── INPUT MATERIAL ──

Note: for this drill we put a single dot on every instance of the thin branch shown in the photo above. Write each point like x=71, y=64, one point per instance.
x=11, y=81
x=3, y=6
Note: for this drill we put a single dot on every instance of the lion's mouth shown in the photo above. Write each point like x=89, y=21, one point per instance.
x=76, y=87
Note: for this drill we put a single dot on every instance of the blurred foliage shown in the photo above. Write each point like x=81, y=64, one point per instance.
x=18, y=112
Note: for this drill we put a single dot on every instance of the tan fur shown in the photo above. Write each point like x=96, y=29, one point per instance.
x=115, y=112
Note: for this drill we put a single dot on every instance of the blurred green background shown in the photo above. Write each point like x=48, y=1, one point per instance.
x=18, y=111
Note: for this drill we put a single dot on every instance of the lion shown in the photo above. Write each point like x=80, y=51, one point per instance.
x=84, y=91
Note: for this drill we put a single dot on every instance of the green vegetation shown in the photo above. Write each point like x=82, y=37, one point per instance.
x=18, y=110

───

The expected output is the lines from the one holding "y=51, one point per instance." through the last line of the data, exactly as they appear, with nothing before or after.

Note: for this drill we put a single dot on every instance of the lion shown in the photo above. Write each point like x=80, y=51, one point per instance.
x=84, y=91
Note: for this drill we put a single dot on every instance of the green vegetation shown in the photo above. Write each point like x=82, y=37, one point per instance.
x=18, y=110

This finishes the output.